Images aside, return all the entries exactly.

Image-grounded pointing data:

|---|

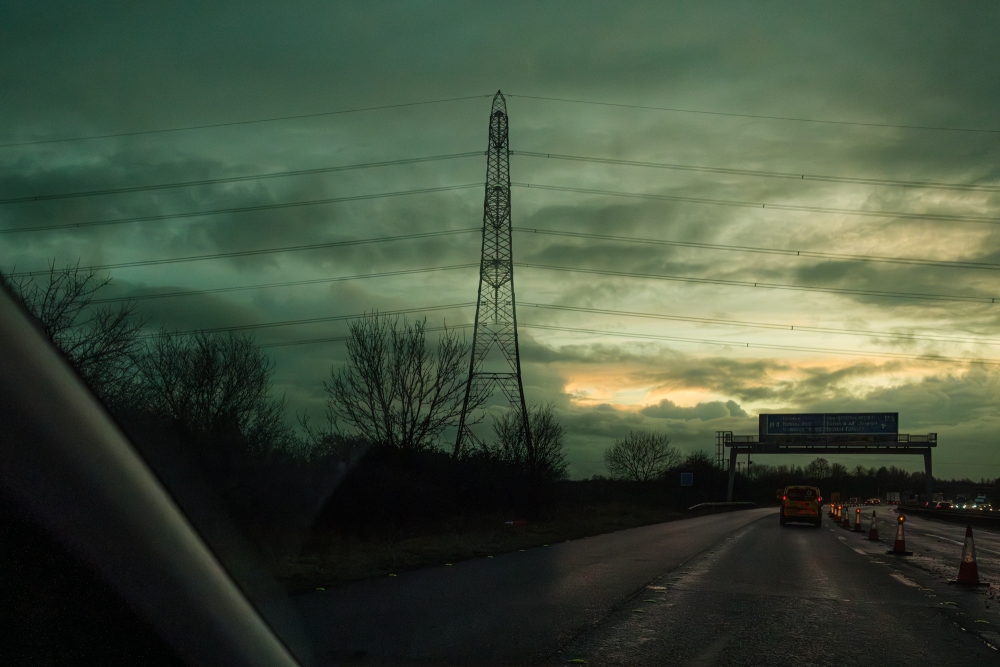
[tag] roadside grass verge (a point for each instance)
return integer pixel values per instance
(330, 560)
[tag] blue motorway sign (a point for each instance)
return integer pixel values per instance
(834, 423)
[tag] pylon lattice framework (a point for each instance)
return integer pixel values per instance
(496, 320)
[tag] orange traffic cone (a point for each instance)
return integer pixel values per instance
(873, 531)
(899, 546)
(968, 571)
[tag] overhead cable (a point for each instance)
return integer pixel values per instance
(262, 251)
(237, 209)
(762, 173)
(765, 205)
(779, 286)
(338, 339)
(291, 283)
(238, 179)
(899, 126)
(241, 122)
(879, 259)
(680, 339)
(309, 320)
(765, 346)
(761, 325)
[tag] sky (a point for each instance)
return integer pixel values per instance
(72, 70)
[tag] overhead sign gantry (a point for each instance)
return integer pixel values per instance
(827, 433)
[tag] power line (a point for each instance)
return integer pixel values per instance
(761, 325)
(238, 209)
(312, 320)
(792, 348)
(762, 173)
(240, 122)
(703, 341)
(745, 283)
(238, 179)
(769, 251)
(338, 339)
(292, 283)
(760, 116)
(780, 207)
(263, 251)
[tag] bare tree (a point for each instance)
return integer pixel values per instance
(546, 454)
(641, 456)
(98, 342)
(211, 383)
(818, 468)
(393, 389)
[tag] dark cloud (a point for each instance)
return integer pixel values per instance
(75, 70)
(667, 409)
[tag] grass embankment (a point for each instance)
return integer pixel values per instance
(331, 560)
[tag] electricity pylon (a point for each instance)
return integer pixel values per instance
(496, 360)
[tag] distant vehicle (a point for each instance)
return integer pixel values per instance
(801, 503)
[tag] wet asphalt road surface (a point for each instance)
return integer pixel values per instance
(799, 595)
(515, 608)
(732, 589)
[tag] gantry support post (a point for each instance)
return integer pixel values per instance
(928, 475)
(732, 474)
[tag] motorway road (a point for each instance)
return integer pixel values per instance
(730, 589)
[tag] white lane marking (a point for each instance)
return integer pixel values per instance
(946, 539)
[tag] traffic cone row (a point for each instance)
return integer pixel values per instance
(899, 546)
(873, 530)
(968, 571)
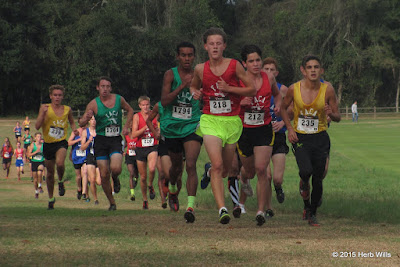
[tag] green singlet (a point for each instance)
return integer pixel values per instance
(180, 118)
(109, 120)
(39, 156)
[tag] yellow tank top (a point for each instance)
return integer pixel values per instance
(55, 128)
(311, 118)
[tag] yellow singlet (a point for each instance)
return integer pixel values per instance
(309, 119)
(54, 127)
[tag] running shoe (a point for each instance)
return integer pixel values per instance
(205, 180)
(269, 214)
(304, 190)
(173, 202)
(51, 204)
(242, 208)
(117, 185)
(246, 187)
(79, 195)
(237, 211)
(224, 217)
(61, 189)
(280, 195)
(151, 192)
(306, 214)
(189, 215)
(260, 218)
(312, 220)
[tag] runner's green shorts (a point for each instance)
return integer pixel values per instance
(227, 128)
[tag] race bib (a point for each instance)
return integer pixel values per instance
(38, 157)
(308, 125)
(146, 142)
(80, 153)
(56, 132)
(112, 130)
(220, 105)
(254, 118)
(131, 152)
(182, 111)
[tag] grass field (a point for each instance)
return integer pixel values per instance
(360, 214)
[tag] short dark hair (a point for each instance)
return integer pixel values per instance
(103, 78)
(214, 31)
(270, 60)
(56, 87)
(249, 49)
(185, 44)
(308, 58)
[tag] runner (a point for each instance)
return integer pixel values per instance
(53, 118)
(220, 124)
(26, 123)
(18, 132)
(93, 172)
(313, 102)
(280, 148)
(130, 161)
(35, 151)
(107, 110)
(6, 154)
(180, 115)
(19, 162)
(79, 160)
(146, 148)
(257, 139)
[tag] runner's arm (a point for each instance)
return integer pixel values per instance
(129, 116)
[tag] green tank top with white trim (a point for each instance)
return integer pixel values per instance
(182, 116)
(109, 120)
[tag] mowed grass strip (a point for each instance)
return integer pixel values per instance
(359, 214)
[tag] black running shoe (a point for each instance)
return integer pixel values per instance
(61, 189)
(117, 185)
(237, 211)
(51, 204)
(151, 192)
(260, 218)
(224, 217)
(205, 180)
(189, 215)
(173, 202)
(280, 195)
(79, 195)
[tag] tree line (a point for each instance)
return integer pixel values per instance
(72, 42)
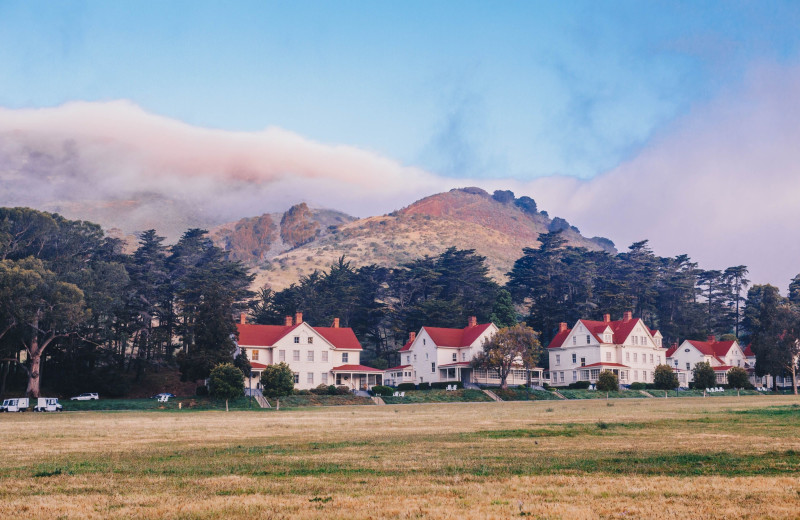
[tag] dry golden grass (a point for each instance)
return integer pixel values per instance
(649, 458)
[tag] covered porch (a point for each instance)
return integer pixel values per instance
(357, 377)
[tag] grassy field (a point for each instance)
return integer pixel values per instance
(726, 457)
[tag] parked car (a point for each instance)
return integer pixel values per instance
(47, 404)
(85, 397)
(15, 404)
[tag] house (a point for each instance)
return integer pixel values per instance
(626, 347)
(721, 355)
(437, 354)
(317, 355)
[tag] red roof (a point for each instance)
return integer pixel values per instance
(621, 329)
(355, 368)
(443, 337)
(718, 349)
(267, 335)
(605, 365)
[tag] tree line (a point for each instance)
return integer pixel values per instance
(74, 306)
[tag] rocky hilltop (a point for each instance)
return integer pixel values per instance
(282, 248)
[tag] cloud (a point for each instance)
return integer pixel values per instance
(76, 156)
(721, 184)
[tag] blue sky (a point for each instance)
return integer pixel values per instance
(670, 121)
(461, 89)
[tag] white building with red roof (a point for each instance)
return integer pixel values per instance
(626, 347)
(721, 355)
(317, 355)
(437, 354)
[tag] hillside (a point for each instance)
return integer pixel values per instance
(497, 226)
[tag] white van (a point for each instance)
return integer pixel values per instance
(15, 404)
(47, 404)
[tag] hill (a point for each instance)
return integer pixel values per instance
(497, 226)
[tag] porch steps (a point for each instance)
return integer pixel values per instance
(262, 401)
(492, 395)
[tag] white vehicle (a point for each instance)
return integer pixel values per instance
(16, 404)
(47, 404)
(85, 397)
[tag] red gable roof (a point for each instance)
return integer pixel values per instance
(268, 335)
(621, 329)
(717, 349)
(261, 335)
(340, 337)
(456, 337)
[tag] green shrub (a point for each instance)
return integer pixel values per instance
(579, 385)
(608, 381)
(442, 385)
(382, 390)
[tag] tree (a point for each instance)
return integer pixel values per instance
(737, 378)
(277, 380)
(510, 347)
(704, 376)
(44, 307)
(226, 382)
(665, 378)
(608, 381)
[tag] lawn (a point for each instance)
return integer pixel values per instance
(726, 457)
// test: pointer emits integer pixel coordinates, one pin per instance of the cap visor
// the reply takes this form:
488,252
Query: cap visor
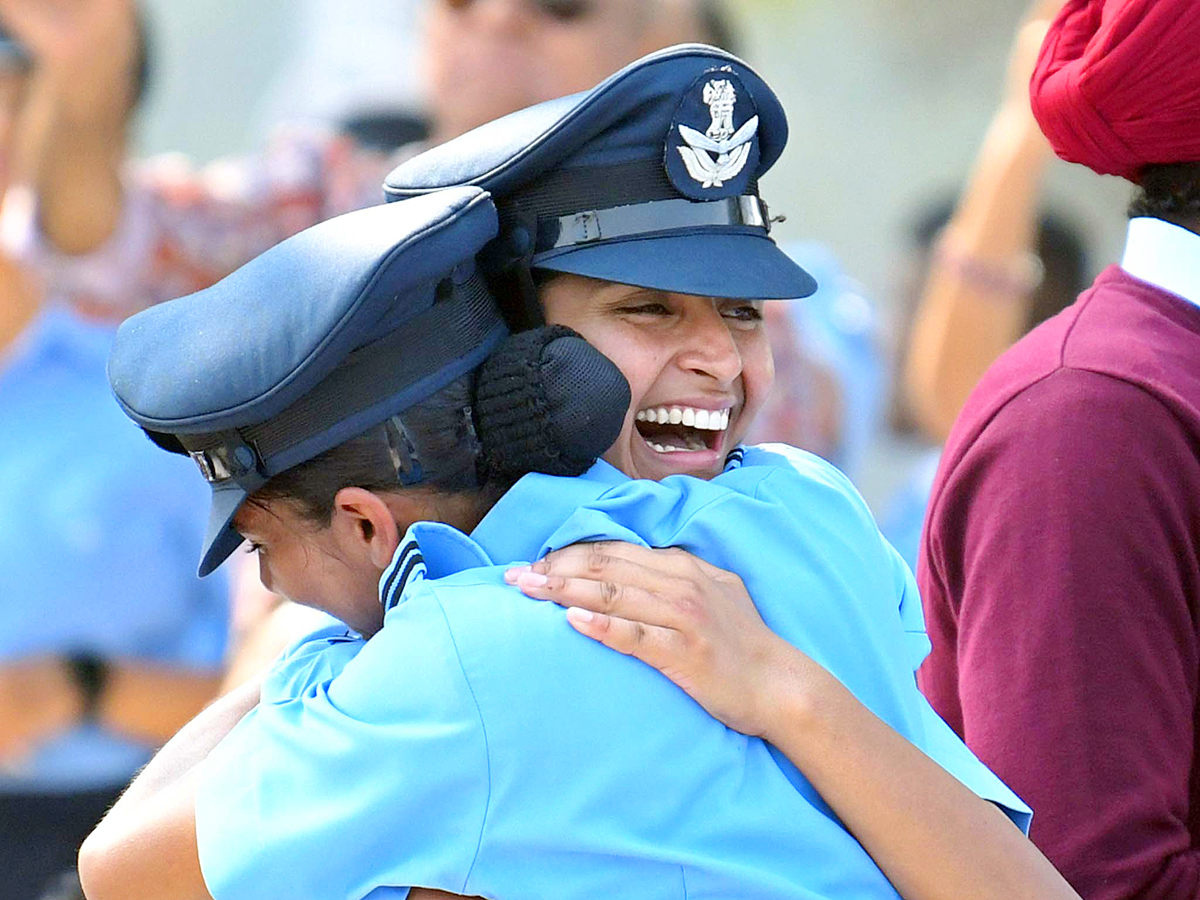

|---|

• _Response box_
[tag] roadside grass verge (a point for each instance)
return integer pixel values per instance
(330, 560)
[tag] blue motorway sign (a point for each instance)
return integer pixel values per instance
(834, 423)
[tag] pylon lattice framework (a point for each instance)
return integer pixel values per instance
(496, 320)
[tag] orange traffic cone (a point for each instance)
return integer pixel values per instance
(873, 531)
(899, 546)
(968, 571)
[tag] overhead cable (a point for each instance)
return integer pixel values per instance
(262, 251)
(237, 209)
(762, 173)
(765, 205)
(779, 286)
(338, 339)
(291, 283)
(238, 179)
(899, 126)
(241, 122)
(879, 259)
(680, 339)
(309, 320)
(765, 346)
(761, 325)
[tag] sky (a point for each instance)
return integer pixel values per instance
(72, 70)
[tag] overhead sign gantry (a point for each instance)
return integer pixel values per instance
(827, 433)
[tag] power line (a point for each instance)
return integer pixel values per instance
(761, 325)
(238, 209)
(312, 320)
(792, 348)
(762, 173)
(240, 122)
(703, 341)
(745, 283)
(238, 179)
(769, 251)
(338, 339)
(292, 283)
(760, 116)
(780, 207)
(263, 251)
[tag] bare tree (a point for each instance)
return integer pixel values per instance
(546, 454)
(641, 456)
(98, 342)
(211, 383)
(818, 468)
(393, 389)
[tag] dark cloud (a point for each instance)
return integer pixel values per instance
(75, 70)
(667, 409)
[tag] grass embankment (a point for each instance)
return integer pixel values per instance
(331, 560)
[tag] electricity pylon (a point for each instance)
return integer pixel values per instance
(496, 360)
[tag] distant vehicle (a point for each instance)
return integer pixel values per instance
(801, 503)
[tag] wet asphalt road surface (a point for each instance)
return integer pixel values per instance
(799, 595)
(515, 608)
(732, 589)
[tag] gantry support post (a point for each instance)
return integer pixel values per instance
(928, 475)
(732, 474)
[tag] motorway road (a point for each instance)
return integer pixel values per instance
(730, 589)
[tag] white lane marking (a point for each instance)
return integer pixel values per instance
(946, 539)
[tag] traffic cone row (a point for each instance)
return integer pixel values per instance
(899, 546)
(873, 530)
(968, 571)
[tag] green singlet (a point for each instance)
return integer pixel values per instance
(180, 118)
(109, 120)
(39, 156)
[tag] yellow tank top (a point for each instance)
return integer pixel values per instance
(55, 128)
(311, 118)
[tag] yellow singlet (a point for each instance)
return integer pixel values per instance
(309, 119)
(54, 127)
[tag] running shoe (a point for each instance)
return integer pixel values per instance
(205, 180)
(269, 214)
(304, 190)
(173, 202)
(51, 204)
(242, 208)
(117, 185)
(246, 187)
(79, 195)
(237, 211)
(224, 217)
(61, 189)
(280, 195)
(151, 192)
(306, 214)
(189, 215)
(260, 218)
(312, 220)
[tag] runner's green shorts (a point for each instance)
return integer pixel values per instance
(227, 128)
[tag] race bib (a point for each instance)
return integer pixel values per instance
(38, 157)
(308, 125)
(146, 142)
(80, 153)
(56, 132)
(112, 130)
(220, 105)
(254, 118)
(131, 152)
(182, 111)
[tag] grass field (a point for each instance)
return integer pixel values per instance
(360, 214)
[tag] short dark hair (a point for each instance)
return integer pixel values per instance
(103, 78)
(214, 31)
(270, 60)
(56, 87)
(249, 49)
(185, 44)
(308, 58)
[tag] runner (a point for each instance)
return integer pixel values per instance
(53, 118)
(220, 124)
(26, 123)
(18, 132)
(93, 172)
(313, 102)
(280, 148)
(130, 161)
(35, 151)
(107, 110)
(6, 154)
(180, 115)
(19, 162)
(79, 160)
(146, 148)
(257, 139)
[tag] runner's arm (a point for each instance)
return integer pixel values per instance
(129, 116)
[tag] green tank top with white trim (a point for each instance)
return integer pixel values per instance
(182, 116)
(109, 120)
[tag] mowed grass strip (a point for each instance)
return integer pixel values per instance
(359, 214)
[tag] black running shoe (a point for each instance)
return integer pixel values per instance
(61, 189)
(117, 185)
(237, 211)
(51, 204)
(151, 192)
(260, 218)
(224, 217)
(205, 180)
(189, 215)
(173, 202)
(280, 195)
(79, 195)
[tag] tree line (a point for each instance)
return integer pixel values per instance
(72, 42)
[tag] dry golden grass (a point for each instance)
return integer pixel values per instance
(649, 458)
[tag] covered porch (a point for each instance)
return integer pixel values per instance
(357, 377)
[tag] grassy field (a point for each instance)
return integer pixel values per instance
(726, 457)
[tag] parked car (a point for each instance)
return integer pixel values per instance
(47, 404)
(85, 397)
(15, 404)
[tag] house (a point for each instance)
return integer pixel values per instance
(626, 347)
(721, 355)
(437, 354)
(317, 355)
[tag] red roof (a point for each instance)
return integer pixel values per instance
(621, 329)
(355, 368)
(443, 337)
(718, 349)
(267, 335)
(605, 365)
[tag] tree line (a point for each instance)
return integer pixel values per instance
(74, 306)
[tag] rocky hilltop (a point for each instance)
return integer pixel values per instance
(282, 248)
[tag] cloud (a point for each instance)
return integer pixel values per instance
(76, 156)
(721, 184)
[tag] blue sky (a point for each instance)
return integer pixel values per instance
(670, 121)
(461, 89)
[tag] white building with red roof (a point for each instance)
return integer pixel values per instance
(626, 347)
(721, 355)
(317, 355)
(437, 354)
[tag] hillside (a point for each instance)
return integer pixel values per instance
(497, 226)
[tag] white van (a point for each instance)
return integer pixel values per instance
(15, 404)
(47, 404)
[tag] hill (a point for each instance)
return integer pixel values per instance
(497, 226)
[tag] porch steps (a point for each instance)
return integer pixel values per instance
(262, 401)
(492, 395)
[tag] white vehicle (a point for each instance)
return integer pixel values per instance
(16, 404)
(47, 404)
(85, 397)
[tag] red gable roof (a point for each instance)
return integer pixel values per instance
(268, 335)
(621, 329)
(717, 349)
(261, 335)
(340, 337)
(456, 337)
[tag] green shrub (a point for each instance)
return integer pixel values per instance
(579, 385)
(608, 381)
(442, 385)
(382, 390)
[tag] tree (a point for each instance)
return integer pixel values per instance
(737, 378)
(277, 380)
(510, 347)
(704, 376)
(44, 307)
(226, 382)
(665, 378)
(608, 381)
[tag] lawn (a point for each instance)
return integer pixel values per instance
(726, 457)
// test: pointer emits integer pixel coordinates, one pin per instance of the cap visor
// the reply takes this form:
488,252
Query: cap visor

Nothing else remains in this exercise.